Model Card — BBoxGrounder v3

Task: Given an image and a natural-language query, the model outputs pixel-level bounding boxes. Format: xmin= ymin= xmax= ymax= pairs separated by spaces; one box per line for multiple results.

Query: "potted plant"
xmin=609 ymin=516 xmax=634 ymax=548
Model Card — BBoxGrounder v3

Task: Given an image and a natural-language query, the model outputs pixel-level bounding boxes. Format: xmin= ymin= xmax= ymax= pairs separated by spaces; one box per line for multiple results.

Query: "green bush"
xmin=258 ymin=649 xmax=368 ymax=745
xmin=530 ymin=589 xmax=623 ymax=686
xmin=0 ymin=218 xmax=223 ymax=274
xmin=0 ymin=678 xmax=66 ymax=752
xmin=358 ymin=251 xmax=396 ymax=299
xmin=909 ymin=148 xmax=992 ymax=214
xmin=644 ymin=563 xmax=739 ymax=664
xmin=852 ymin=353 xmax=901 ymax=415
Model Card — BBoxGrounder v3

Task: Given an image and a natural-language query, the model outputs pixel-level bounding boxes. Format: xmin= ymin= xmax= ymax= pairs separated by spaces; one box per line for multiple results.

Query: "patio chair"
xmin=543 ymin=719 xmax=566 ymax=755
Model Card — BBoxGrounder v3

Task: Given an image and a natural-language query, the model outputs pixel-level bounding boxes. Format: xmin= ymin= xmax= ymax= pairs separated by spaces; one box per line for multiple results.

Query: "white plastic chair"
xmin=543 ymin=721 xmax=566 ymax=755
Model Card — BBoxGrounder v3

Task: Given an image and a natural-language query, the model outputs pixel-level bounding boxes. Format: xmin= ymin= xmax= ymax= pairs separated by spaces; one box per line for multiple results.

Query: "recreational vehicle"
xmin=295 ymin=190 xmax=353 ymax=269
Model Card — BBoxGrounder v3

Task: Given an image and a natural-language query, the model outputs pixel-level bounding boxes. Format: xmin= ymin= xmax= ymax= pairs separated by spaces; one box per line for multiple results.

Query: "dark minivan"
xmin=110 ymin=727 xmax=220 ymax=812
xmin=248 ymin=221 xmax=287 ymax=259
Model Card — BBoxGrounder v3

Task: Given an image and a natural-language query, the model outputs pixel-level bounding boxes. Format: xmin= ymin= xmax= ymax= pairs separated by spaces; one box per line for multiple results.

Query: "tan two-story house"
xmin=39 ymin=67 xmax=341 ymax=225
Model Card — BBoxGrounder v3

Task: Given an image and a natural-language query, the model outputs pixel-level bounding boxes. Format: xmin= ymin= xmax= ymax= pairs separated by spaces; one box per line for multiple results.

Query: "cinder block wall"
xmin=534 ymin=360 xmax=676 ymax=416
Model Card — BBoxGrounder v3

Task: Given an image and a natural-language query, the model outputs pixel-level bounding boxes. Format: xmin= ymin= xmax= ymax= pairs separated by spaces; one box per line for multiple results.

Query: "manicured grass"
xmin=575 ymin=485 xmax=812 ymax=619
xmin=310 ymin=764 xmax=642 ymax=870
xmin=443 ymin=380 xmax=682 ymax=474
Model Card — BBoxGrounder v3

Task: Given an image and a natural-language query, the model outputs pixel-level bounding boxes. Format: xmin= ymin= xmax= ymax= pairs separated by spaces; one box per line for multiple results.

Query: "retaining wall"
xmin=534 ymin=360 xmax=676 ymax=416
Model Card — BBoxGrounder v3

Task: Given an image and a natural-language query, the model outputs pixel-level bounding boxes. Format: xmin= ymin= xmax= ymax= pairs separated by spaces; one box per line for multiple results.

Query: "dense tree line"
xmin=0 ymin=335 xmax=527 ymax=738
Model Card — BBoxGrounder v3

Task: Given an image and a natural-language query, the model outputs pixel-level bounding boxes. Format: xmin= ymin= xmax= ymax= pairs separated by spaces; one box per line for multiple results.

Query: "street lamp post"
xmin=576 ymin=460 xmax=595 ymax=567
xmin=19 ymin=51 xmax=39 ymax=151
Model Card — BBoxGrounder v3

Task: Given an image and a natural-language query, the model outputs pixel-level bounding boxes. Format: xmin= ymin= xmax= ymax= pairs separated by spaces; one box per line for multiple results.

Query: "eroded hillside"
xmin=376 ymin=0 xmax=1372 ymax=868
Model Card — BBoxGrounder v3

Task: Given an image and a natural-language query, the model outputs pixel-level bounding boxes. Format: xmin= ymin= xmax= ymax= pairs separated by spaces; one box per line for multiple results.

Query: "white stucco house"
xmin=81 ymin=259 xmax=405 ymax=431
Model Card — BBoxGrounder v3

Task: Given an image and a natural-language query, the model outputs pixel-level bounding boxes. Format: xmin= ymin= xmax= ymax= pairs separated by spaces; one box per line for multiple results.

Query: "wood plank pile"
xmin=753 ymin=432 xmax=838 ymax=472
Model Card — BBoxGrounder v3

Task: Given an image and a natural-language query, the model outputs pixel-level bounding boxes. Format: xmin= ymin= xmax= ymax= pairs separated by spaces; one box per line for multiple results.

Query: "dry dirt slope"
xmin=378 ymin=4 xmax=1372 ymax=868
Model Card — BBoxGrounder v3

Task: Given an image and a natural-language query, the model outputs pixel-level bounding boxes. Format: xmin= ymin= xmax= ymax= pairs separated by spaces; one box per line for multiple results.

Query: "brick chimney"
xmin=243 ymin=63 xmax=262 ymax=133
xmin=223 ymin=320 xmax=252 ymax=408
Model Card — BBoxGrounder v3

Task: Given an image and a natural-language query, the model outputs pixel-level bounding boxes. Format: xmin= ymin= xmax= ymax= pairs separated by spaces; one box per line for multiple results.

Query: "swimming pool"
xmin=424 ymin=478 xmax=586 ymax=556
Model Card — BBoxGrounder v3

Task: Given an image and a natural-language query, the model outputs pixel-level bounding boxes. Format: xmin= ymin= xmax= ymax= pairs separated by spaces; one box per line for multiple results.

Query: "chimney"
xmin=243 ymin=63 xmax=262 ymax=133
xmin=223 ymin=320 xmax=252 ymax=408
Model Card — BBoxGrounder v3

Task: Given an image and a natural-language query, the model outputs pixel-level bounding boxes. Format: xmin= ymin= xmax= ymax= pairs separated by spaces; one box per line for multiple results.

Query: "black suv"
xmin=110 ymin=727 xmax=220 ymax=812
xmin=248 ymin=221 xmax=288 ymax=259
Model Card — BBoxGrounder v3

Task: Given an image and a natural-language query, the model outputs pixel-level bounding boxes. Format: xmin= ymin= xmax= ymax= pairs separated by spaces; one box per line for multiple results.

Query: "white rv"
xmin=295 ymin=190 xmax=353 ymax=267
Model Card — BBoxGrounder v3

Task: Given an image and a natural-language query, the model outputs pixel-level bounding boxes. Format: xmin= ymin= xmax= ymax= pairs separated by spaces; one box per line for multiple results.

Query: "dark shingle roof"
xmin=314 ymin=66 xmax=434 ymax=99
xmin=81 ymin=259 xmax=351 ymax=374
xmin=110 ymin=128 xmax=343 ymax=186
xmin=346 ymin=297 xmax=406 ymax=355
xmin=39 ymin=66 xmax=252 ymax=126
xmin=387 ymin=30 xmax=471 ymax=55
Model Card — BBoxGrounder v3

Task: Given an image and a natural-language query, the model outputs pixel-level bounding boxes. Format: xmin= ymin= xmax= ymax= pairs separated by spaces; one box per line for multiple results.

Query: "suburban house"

----

▶ **WORK REQUIRED**: Turn every line of the rows above into a JSON list of strings, one string per line, leaving out blank lines.

▶ **SOLUTION BELOW**:
[
  "Model Card — BBoxGrounder v3",
  "Task: Given an image and a natural-language query, the model outputs pixel-level bounding boxes. Format: xmin= ymin= xmax= ymax= pairs separated by spaces; one box per line for multiple results.",
  "Query: \"potted plant\"",
  "xmin=609 ymin=516 xmax=634 ymax=548",
  "Model Card — BBoxGrounder v3",
  "Task: Given an image and a natural-language query, the model outputs pixel-level bounding boxes. Format: xmin= ymin= xmax= ymax= pairs separated by spaces; one box per line for multiple results.",
  "Query: \"green bush\"",
  "xmin=258 ymin=649 xmax=368 ymax=745",
  "xmin=530 ymin=589 xmax=623 ymax=686",
  "xmin=0 ymin=218 xmax=223 ymax=274",
  "xmin=0 ymin=678 xmax=66 ymax=752",
  "xmin=358 ymin=251 xmax=396 ymax=299",
  "xmin=909 ymin=148 xmax=992 ymax=214",
  "xmin=644 ymin=563 xmax=739 ymax=664",
  "xmin=852 ymin=353 xmax=901 ymax=415",
  "Model Card — BBoxGrounder v3",
  "Task: Given an image and a natural-language query, the model outputs pixel-level bounding boxes. Format: xmin= ymin= xmax= ymax= pairs separated by spaces; one box per line for multiple results.",
  "Query: \"patio chair\"",
  "xmin=543 ymin=719 xmax=566 ymax=755",
  "Model Card — BBoxGrounder v3",
  "Task: Given an image and a natural-language query, the model outputs pixel-level bounding boxes. Format: xmin= ymin= xmax= ymax= pairs separated by spaces; one box per line for multiple results.",
  "Query: \"white plastic chair\"",
  "xmin=543 ymin=721 xmax=566 ymax=755",
  "Model Card — BBoxGrounder v3",
  "Task: Given an image and a natural-language query, the model outputs pixel-level bounding boxes. Format: xmin= ymin= xmax= ymax= pairs separated by spaces; one box per line for multiple results.",
  "Query: \"recreational vehicle\"",
  "xmin=295 ymin=190 xmax=353 ymax=269",
  "Model Card — BBoxGrounder v3",
  "Task: Given an image and a natural-language query, the model outputs pixel-level bounding boxes. Format: xmin= ymin= xmax= ymax= pairs separated by spaces; one box per line for multiple results.",
  "Query: \"dark minivan\"",
  "xmin=110 ymin=727 xmax=220 ymax=812",
  "xmin=248 ymin=221 xmax=287 ymax=259",
  "Model Card — BBoxGrounder v3",
  "Task: Given an image and a natural-language query, the model outputs pixel-level bounding boxes. Format: xmin= ymin= xmax= ymax= pairs separated by spaces; one box per line for multiple results.",
  "Query: \"tan two-story house\"",
  "xmin=39 ymin=67 xmax=341 ymax=225",
  "Model Card — BBoxGrounder v3",
  "Task: Given an image and a natural-language query, the model outputs pixel-level bounding boxes. Format: xmin= ymin= xmax= ymax= pairs separated by spaces; one box per line for multiple results.",
  "Query: \"cinder block wall\"",
  "xmin=534 ymin=360 xmax=676 ymax=416",
  "Model Card — BBoxGrounder v3",
  "Task: Given an image and a natural-language query, the model outputs pixel-level bounding boxes. Format: xmin= ymin= xmax= ymax= pairs separated by spaces; one box per line for multiple results.",
  "Query: \"manicured grass\"",
  "xmin=575 ymin=485 xmax=812 ymax=619",
  "xmin=310 ymin=764 xmax=642 ymax=870",
  "xmin=443 ymin=380 xmax=682 ymax=474",
  "Model Card — BBoxGrounder v3",
  "Task: Given an image and a natural-language query, the model outputs pixel-level bounding boxes. Format: xmin= ymin= xmax= ymax= pairs separated by spaces; one box per line for multiple results.",
  "Query: \"retaining wall\"",
  "xmin=534 ymin=360 xmax=676 ymax=416",
  "Model Card — BBoxGrounder v3",
  "Task: Given an image and a natural-language query, the model outputs pixel-level bounding boxes. Format: xmin= ymin= xmax= ymax= pairs separated by spaces; one box per line for multiple results.",
  "Query: \"dense tree line\"",
  "xmin=0 ymin=335 xmax=527 ymax=738",
  "Model Card — BBoxGrounder v3",
  "Task: Given an image and a natural-language query, the model outputs pixel-level bounding boxes. Format: xmin= ymin= xmax= ymax= pairs separated by spaces; one box per line for multiple results.",
  "Query: \"street lamp post\"",
  "xmin=576 ymin=460 xmax=595 ymax=567",
  "xmin=19 ymin=51 xmax=39 ymax=151",
  "Model Card — BBoxGrounder v3",
  "Task: Given an image and a natural-language query, the model outputs pixel-level bounding boxes. Format: xmin= ymin= xmax= ymax= pairs separated by spaces; one box per line for multiple results.",
  "Query: \"eroded hillside\"",
  "xmin=376 ymin=0 xmax=1372 ymax=868",
  "Model Card — BBoxGrounder v3",
  "Task: Given an image and a natural-language query, the model outputs pixel-level bounding boxes. Format: xmin= ymin= xmax= ymax= pairs separated by spaces; one box per line for multiple results.",
  "Query: \"white stucco house\"",
  "xmin=81 ymin=259 xmax=405 ymax=431",
  "Model Card — BBoxGrounder v3",
  "Task: Given an image and a natural-language query, the model outputs pixel-level bounding boxes. Format: xmin= ymin= xmax= ymax= pairs separated by spaces; one box per line for multiple results.",
  "Query: \"wood plank pile\"",
  "xmin=753 ymin=432 xmax=838 ymax=472",
  "Model Card — BBoxGrounder v3",
  "Task: Given an image and a natural-language query, the model outputs pixel-level bounding boxes. Format: xmin= ymin= xmax= ymax= pairs separated by spaces; one box per line for multiple results.",
  "Query: \"dry dirt slope\"",
  "xmin=378 ymin=4 xmax=1372 ymax=868",
  "Model Card — BBoxGrounder v3",
  "Task: Given an image and a natural-language query, the model outputs pixel-level bounding boxes. Format: xmin= ymin= xmax= ymax= pairs separated by spaces; one box per line for multiple results.",
  "Query: \"brick chimney\"",
  "xmin=243 ymin=63 xmax=262 ymax=133",
  "xmin=223 ymin=320 xmax=252 ymax=408",
  "Model Card — BBoxGrounder v3",
  "Task: Given an image and a natural-language query, the model outputs pixel-level bounding boxes. Format: xmin= ymin= xmax= ymax= pairs separated by spaces; one box per line for multiple results.",
  "Query: \"swimming pool\"",
  "xmin=424 ymin=478 xmax=586 ymax=556",
  "Model Card — BBoxGrounder v3",
  "Task: Given an image and a natural-language query, the model outputs pixel-level bounding boxes. Format: xmin= ymin= xmax= ymax= pairs separated by spaces; one box per line for multiple results.",
  "Query: \"chimney\"",
  "xmin=243 ymin=63 xmax=262 ymax=133",
  "xmin=223 ymin=320 xmax=252 ymax=408",
  "Model Card — BBoxGrounder v3",
  "Task: Given an image and a natural-language query, the model outputs pixel-level bounding boxes. Format: xmin= ymin= xmax= ymax= pairs separated by spaces; one box per line for multiple results.",
  "Query: \"black suv\"",
  "xmin=110 ymin=727 xmax=220 ymax=812",
  "xmin=248 ymin=221 xmax=288 ymax=259",
  "Model Card — BBoxGrounder v3",
  "Task: Given an image and a natural-language query, the model outputs pixel-level bounding boxes. Format: xmin= ymin= xmax= ymax= pairs separated by spaces; one box per line for multiple results.",
  "Query: \"white rv\"",
  "xmin=295 ymin=190 xmax=353 ymax=267",
  "Model Card — BBoxGrounder v3",
  "Task: Given an image and a natural-language query, the model outputs pixel-level bounding boxes. Format: xmin= ymin= xmax= ymax= pairs separated by spaces; one box per line for multiple results.",
  "Query: \"dark shingle roof\"",
  "xmin=314 ymin=66 xmax=434 ymax=99",
  "xmin=81 ymin=259 xmax=351 ymax=374",
  "xmin=110 ymin=128 xmax=343 ymax=186",
  "xmin=346 ymin=297 xmax=406 ymax=355",
  "xmin=39 ymin=66 xmax=252 ymax=126",
  "xmin=387 ymin=30 xmax=471 ymax=55",
  "Model Card — BBoxGrounder v3",
  "Task: Given an image and a natural-language query, the model outputs pixel-level bounding boxes. Format: xmin= ymin= xmax= ymax= pairs separated by spaces; one box per line for multiple results.",
  "Query: \"suburban house\""
]